Pull out every line of the records below that contains the string "leather", matching case exactly.

EXTRACTED INFORMATION -
##########

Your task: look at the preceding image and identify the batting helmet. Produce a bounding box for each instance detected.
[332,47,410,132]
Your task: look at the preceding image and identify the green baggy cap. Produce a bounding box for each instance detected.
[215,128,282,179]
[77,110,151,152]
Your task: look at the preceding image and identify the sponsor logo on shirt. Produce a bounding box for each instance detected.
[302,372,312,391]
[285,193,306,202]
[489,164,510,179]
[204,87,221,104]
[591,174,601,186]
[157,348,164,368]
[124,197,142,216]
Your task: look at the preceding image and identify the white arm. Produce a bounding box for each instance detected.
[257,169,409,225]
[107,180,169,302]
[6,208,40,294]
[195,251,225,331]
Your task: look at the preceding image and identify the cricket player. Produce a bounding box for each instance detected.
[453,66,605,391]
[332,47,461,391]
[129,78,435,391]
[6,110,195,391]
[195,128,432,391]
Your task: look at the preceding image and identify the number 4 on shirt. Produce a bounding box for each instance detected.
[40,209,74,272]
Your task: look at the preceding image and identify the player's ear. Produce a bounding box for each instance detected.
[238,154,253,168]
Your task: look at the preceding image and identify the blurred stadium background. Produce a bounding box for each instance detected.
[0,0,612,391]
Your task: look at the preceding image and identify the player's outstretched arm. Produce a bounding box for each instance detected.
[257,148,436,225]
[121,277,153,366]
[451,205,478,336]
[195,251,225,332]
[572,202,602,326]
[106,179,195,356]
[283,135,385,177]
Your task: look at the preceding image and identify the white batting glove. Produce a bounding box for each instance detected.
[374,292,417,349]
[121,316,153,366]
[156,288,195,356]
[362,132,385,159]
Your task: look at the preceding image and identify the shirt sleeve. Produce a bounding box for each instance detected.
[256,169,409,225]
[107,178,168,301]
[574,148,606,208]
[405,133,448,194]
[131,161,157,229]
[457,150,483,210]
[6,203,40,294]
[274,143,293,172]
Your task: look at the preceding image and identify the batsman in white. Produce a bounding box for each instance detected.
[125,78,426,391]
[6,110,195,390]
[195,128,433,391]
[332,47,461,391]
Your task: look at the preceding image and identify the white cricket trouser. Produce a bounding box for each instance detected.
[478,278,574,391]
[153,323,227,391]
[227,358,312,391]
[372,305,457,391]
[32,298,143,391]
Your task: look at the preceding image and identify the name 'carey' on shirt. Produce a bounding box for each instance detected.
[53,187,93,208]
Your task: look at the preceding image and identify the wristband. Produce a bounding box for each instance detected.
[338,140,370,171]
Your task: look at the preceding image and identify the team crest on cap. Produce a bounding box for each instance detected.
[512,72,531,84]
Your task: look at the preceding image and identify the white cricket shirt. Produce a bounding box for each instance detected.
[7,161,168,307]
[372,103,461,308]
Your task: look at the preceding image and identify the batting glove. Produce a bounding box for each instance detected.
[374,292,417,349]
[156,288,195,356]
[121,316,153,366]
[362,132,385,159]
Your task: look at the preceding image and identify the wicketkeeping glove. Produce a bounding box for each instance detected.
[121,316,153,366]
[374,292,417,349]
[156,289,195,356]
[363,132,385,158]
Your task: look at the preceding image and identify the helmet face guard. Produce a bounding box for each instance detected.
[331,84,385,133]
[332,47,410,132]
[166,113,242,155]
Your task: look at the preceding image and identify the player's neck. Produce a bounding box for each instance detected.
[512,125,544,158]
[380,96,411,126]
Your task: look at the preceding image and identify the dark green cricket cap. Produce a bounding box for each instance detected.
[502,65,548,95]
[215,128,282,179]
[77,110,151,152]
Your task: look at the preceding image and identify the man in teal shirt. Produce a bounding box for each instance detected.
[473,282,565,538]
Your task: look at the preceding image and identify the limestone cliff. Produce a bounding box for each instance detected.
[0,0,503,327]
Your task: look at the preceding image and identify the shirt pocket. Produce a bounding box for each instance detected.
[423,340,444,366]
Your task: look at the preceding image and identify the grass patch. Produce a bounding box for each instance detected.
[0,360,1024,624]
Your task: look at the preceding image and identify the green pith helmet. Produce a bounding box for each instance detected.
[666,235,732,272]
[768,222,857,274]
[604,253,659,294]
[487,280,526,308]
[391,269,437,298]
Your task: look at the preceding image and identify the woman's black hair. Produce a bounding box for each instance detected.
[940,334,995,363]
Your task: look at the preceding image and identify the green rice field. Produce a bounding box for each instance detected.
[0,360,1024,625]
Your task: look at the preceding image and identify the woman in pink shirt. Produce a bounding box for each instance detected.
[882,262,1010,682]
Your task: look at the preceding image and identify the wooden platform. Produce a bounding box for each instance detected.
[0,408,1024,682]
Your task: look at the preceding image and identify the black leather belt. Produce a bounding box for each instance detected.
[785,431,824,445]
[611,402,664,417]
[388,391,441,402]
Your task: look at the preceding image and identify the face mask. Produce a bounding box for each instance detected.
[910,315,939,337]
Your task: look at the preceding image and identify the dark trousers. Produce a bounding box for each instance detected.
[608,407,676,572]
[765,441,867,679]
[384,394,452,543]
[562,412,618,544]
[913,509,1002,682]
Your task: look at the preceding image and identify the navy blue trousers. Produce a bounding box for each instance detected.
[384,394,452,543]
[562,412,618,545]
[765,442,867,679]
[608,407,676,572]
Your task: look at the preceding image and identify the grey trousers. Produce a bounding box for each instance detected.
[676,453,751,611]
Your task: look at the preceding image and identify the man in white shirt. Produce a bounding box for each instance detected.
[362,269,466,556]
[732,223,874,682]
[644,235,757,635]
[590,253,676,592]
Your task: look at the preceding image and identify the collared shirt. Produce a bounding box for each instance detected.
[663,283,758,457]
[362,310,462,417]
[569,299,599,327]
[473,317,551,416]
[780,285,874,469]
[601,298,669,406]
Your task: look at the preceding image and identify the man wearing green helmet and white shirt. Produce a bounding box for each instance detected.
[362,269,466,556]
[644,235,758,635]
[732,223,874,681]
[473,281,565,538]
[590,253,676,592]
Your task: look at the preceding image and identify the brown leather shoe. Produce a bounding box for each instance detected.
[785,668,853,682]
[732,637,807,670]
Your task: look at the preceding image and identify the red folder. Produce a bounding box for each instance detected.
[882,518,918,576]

##########

REPLY -
Your task: look at the preceding image and identify the black leather belt. Produce a bounding box for each instance detected.
Your task: look at the preceding image and identify the brown leather shoe. Produce a bounding box for each instance detected.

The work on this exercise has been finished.